A series of studies summarized by Deaux (1976) found that both (a) men and women attribute male success to competence, female success to luck or effort and (b) male tasks axe more difficult than female tasks. To the extent that complaining about poor service may be likened to accomplishing a task, we would expect observers to perceive complaint behavior as requiring more effort on the part of the female, more social skill on the part of the male.

Research Questions and Hypotheses

A number of research questions emerged from this framework. Does behavior defined as "complaining" generate more negative attributions about the actor than behavior defined more neutrally, using such words as "inform?" Do observers make more positive attributions about males who offer negative feedback to marketers than about females performing the same action? Do expectations about observers' attributions shape individual's complaining behavior? Do individuals differentially embrace the role of complainer and do variations in self definition of complaining shape how individuals behave when dissatisfied?

It was hypothesized that:

H1 Those who were defined as informing would more likely described by adjectives associated with positive valences and social skills than those who were defined as complaining.

H2 Male, whether defined as complainers and informers, would be credited with more social skills as well as more positively-valenced adjectives than females.

H3 Females, whether defined as complainers and informers, would be assigned more adjectives than males in the "effort" category.

H4 Individuals who reject the role definition of complainer will experience more negative attributions when they complain than those who embrace a complainer identity.


Study I: Labeling Complaint Behavior

This pilot study was designed to test Hypotheses 1, 2 and 3.

Data was collected from 100 MBA and undergraduate students (64 from an urban southern university, 36 from a northeastern rural university, 6090 male), who volunteered to participate. Subjects averaged 25 years of age, 3 years of full-time work experience, and 3.5 years part-time work experience; 67% reported eating out 2 or 3 times a week. As results did not differ significantly when data was analyzed separately by region, the data sets were joined for analyses reported here.

Four vignettes were designed to manipulate description of observed behavior (complain vs. inform) and gender of observed consumer (male or female). Each subject read one of the four: "You are having dinner with friends in a nice restaurant. You notice a man (woman) about 25 years old at the next table. He (she) is complaining to (informing) the waiter, 'My steak was served cold.' Based only on this incident, list 5 adjectives to describe this person." As a check on the salience of the words "complain" or "inform," subjects were asked to summarize the incident on the following page without looking back. Over 80% of the "complain" group used the word "complain" in their summaries; over 78% of the "inform" group did not.

Adjectives were coded into three categories, selected on the basis of literature search and pretests. Valence was intended to capture evaluative aspects of the adjective based on ordinary standards in the American culture. For example, the adjectives "good" and "cost-conscious" have positive valences, while adjectives "bad" and "ugly" have negative valences. The social skills category was intended to differentiate adherence to social norms from disruptive behavior; thus "cooperative" and "self-confident" suggest a socially skilled individual, while "rude" and "overbearing" carry connotations of ineptitude or disruptiveness. These categories overlap but are not identical; for example, "timid" suggests a lack of social skill but has a neutral or valence; "admirable' people are approved but not necessarily socially skilled. A final category, effort was intended to elicit connotations of overcoming obstacles, such as "hardworking," while adjectives coded effortless include "calm" or "peaceable."

Supplied material:
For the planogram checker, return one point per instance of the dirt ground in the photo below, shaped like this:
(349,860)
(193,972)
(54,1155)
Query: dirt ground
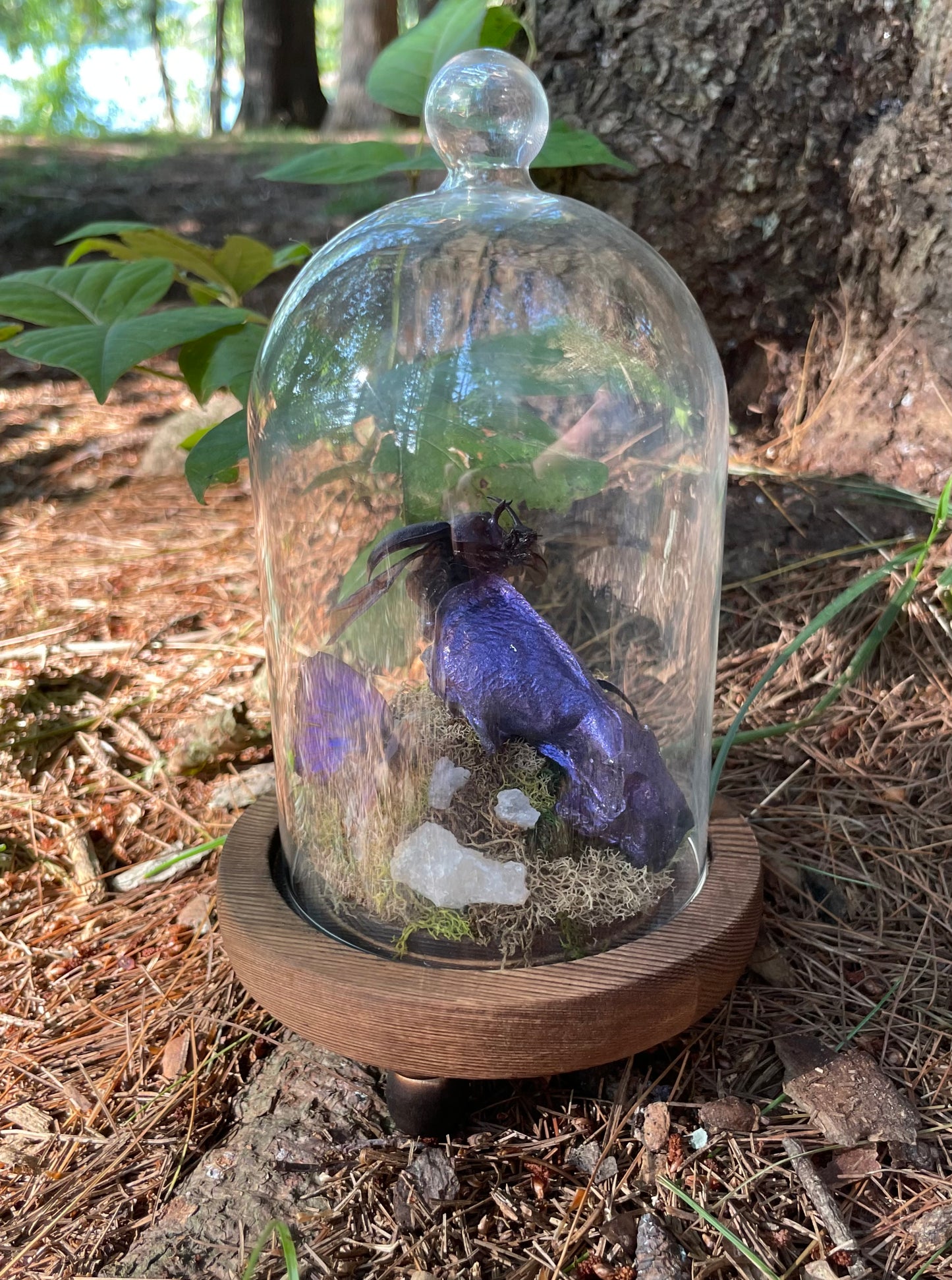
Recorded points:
(130,672)
(822,403)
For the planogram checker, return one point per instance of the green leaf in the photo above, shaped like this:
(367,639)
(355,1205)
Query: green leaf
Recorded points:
(217,455)
(501,27)
(103,353)
(291,1266)
(98,245)
(243,263)
(402,73)
(223,359)
(339,161)
(84,295)
(291,255)
(107,228)
(552,483)
(566,148)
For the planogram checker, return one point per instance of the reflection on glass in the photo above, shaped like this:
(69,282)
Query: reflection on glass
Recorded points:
(489,456)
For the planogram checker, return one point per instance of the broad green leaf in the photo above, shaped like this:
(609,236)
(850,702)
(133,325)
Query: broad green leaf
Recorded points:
(155,243)
(105,228)
(552,483)
(98,245)
(501,27)
(103,353)
(223,359)
(335,163)
(402,73)
(217,455)
(339,161)
(243,263)
(566,148)
(291,255)
(84,295)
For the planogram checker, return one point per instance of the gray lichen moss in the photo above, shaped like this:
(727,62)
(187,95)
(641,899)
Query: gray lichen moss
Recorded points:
(354,825)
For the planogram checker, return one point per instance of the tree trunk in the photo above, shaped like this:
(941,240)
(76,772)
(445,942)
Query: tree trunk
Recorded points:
(218,71)
(282,85)
(369,26)
(160,58)
(779,152)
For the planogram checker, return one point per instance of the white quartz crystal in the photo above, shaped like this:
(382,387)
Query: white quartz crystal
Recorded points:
(445,781)
(513,807)
(434,863)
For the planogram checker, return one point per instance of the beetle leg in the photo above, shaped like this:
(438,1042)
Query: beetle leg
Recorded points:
(411,535)
(360,600)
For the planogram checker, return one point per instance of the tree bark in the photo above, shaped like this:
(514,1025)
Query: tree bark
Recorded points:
(282,84)
(369,26)
(795,165)
(160,58)
(218,71)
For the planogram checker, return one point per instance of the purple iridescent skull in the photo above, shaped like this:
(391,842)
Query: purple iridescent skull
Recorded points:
(339,718)
(499,663)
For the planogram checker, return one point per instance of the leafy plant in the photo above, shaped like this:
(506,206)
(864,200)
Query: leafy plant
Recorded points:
(399,80)
(96,320)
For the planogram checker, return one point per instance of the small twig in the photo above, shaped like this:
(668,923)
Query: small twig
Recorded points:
(824,1205)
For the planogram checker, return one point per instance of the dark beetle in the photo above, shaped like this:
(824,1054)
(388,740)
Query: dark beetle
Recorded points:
(443,554)
(502,666)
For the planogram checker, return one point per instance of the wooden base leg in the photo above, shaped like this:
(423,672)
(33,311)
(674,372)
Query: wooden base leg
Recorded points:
(425,1106)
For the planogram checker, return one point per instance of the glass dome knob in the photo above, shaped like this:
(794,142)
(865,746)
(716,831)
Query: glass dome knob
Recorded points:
(486,110)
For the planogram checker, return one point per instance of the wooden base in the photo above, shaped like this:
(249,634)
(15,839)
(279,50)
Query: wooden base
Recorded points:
(488,1024)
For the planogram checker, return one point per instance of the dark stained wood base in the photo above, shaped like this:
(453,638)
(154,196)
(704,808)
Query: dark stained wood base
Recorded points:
(488,1024)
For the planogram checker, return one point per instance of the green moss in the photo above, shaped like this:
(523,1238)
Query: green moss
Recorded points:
(439,922)
(574,937)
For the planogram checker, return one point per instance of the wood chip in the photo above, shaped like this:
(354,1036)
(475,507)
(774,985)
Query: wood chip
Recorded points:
(658,1255)
(730,1115)
(86,865)
(623,1232)
(656,1126)
(175,1057)
(846,1095)
(196,914)
(932,1229)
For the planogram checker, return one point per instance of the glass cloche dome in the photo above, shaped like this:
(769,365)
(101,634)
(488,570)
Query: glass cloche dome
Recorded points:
(489,456)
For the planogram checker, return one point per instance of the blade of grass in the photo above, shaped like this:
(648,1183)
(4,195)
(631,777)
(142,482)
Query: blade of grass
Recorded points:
(719,1227)
(930,1261)
(827,615)
(186,853)
(287,1248)
(864,1022)
(841,552)
(862,658)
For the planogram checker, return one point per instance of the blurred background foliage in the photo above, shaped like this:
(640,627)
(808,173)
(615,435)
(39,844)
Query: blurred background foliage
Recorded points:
(92,68)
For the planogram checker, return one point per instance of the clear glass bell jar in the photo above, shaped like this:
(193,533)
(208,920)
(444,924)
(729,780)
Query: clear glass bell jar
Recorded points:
(489,456)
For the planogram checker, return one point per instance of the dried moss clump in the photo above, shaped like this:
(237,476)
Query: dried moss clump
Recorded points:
(576,886)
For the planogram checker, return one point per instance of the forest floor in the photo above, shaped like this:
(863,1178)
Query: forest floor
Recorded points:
(130,675)
(131,653)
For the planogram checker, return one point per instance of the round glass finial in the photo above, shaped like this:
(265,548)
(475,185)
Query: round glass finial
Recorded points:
(487,110)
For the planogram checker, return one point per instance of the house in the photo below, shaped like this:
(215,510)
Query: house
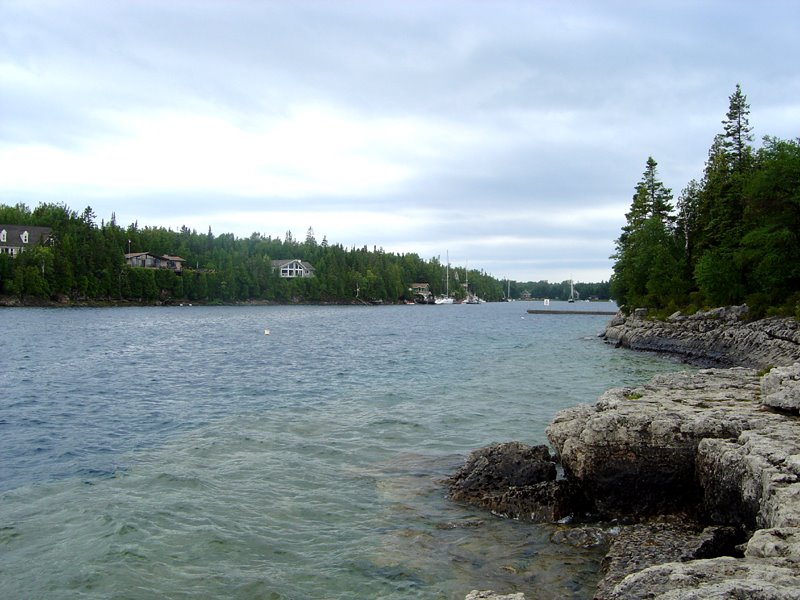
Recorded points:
(422,293)
(293,268)
(17,238)
(153,261)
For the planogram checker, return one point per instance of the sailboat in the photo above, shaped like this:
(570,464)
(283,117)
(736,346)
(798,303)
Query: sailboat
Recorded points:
(446,299)
(573,295)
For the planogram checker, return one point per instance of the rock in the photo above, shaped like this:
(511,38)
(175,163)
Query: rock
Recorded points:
(647,544)
(719,337)
(490,595)
(754,479)
(501,466)
(780,388)
(516,481)
(700,441)
(633,453)
(583,536)
(716,578)
(779,542)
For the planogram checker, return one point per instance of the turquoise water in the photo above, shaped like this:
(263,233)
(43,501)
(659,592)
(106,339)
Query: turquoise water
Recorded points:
(182,453)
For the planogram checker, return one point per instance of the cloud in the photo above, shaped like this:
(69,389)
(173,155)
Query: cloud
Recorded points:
(510,133)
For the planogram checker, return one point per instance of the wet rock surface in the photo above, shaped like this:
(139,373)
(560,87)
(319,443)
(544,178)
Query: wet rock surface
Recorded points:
(719,337)
(514,480)
(699,470)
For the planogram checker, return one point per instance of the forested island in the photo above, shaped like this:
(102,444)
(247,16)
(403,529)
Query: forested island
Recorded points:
(84,261)
(732,237)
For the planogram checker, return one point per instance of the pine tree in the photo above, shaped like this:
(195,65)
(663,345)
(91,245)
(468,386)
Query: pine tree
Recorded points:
(738,133)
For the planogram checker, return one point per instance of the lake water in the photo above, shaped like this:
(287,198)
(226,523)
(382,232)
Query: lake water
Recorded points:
(182,453)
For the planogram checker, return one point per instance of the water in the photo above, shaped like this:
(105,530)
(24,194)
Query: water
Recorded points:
(182,453)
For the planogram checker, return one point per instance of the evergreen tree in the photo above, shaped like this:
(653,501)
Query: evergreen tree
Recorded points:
(738,133)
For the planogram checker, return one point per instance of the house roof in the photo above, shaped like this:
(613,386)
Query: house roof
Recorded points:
(286,261)
(14,233)
(165,256)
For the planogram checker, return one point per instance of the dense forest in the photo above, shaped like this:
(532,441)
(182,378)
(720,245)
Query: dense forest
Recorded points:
(732,236)
(86,262)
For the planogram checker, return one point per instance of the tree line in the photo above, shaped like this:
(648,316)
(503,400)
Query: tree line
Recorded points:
(86,261)
(732,236)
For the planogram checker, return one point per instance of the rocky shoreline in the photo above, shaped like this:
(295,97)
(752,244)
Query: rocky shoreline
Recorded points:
(692,480)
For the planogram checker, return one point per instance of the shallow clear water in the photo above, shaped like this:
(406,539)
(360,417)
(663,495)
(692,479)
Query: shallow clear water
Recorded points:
(182,453)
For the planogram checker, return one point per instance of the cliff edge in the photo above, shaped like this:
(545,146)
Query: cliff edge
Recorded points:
(698,470)
(719,337)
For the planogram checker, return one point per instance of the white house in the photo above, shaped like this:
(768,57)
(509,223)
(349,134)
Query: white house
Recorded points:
(293,268)
(16,238)
(153,261)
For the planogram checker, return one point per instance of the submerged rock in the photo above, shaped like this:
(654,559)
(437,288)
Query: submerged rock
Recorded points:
(643,545)
(633,452)
(720,446)
(490,595)
(517,481)
(698,441)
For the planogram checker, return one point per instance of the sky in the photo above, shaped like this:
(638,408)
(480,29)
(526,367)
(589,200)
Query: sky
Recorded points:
(508,135)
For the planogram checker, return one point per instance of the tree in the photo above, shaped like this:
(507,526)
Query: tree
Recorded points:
(646,259)
(738,133)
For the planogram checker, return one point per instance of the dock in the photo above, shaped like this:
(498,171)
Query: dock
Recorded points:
(556,311)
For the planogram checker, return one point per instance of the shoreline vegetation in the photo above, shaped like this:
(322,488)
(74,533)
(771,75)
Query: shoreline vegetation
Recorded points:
(691,482)
(85,262)
(731,238)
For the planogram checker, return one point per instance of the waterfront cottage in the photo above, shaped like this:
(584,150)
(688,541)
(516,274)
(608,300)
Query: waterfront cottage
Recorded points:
(153,261)
(293,268)
(17,238)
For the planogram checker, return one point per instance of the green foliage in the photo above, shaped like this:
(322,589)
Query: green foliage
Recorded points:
(87,262)
(735,234)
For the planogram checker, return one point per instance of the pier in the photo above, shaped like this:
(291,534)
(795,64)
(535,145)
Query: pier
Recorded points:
(556,311)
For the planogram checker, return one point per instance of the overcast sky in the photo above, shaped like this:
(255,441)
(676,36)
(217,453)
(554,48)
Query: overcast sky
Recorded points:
(510,134)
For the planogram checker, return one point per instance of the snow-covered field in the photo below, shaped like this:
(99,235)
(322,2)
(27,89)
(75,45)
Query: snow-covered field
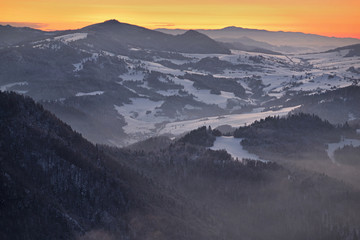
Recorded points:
(80,94)
(234,148)
(234,120)
(71,37)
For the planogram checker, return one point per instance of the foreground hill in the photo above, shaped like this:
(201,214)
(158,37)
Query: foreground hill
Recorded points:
(286,42)
(56,185)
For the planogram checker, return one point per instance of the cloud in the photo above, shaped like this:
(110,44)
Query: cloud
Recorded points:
(26,24)
(160,24)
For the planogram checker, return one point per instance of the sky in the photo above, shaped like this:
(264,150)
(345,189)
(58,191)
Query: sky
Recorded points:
(339,18)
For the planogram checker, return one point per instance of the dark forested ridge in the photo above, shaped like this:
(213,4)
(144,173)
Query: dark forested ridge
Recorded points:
(57,185)
(297,136)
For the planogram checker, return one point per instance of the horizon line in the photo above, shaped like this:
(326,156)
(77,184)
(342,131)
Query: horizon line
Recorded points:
(37,26)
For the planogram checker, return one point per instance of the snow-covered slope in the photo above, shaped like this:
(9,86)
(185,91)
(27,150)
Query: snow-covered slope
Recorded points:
(121,94)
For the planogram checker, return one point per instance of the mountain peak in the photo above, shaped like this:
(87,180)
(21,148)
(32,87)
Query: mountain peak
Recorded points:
(111,21)
(192,33)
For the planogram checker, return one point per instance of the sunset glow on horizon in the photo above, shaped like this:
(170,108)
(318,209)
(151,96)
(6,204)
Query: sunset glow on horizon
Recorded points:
(324,17)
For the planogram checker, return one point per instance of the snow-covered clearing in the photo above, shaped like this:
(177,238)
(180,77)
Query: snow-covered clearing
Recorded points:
(140,116)
(234,148)
(234,120)
(80,94)
(71,37)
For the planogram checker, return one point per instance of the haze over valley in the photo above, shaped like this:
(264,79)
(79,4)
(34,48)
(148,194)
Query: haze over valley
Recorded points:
(116,131)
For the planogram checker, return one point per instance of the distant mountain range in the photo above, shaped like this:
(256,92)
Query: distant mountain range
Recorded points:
(271,40)
(119,37)
(118,83)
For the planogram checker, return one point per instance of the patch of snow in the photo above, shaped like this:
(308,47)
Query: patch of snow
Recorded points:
(71,37)
(234,148)
(141,116)
(80,94)
(79,66)
(234,120)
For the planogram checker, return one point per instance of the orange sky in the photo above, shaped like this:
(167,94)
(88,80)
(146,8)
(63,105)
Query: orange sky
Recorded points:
(339,18)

Set exercise: Please answer from the complaint-behavior study text: what share of the "complain" group used the word "complain" when summarizing the incident?

The reply: Over 80%.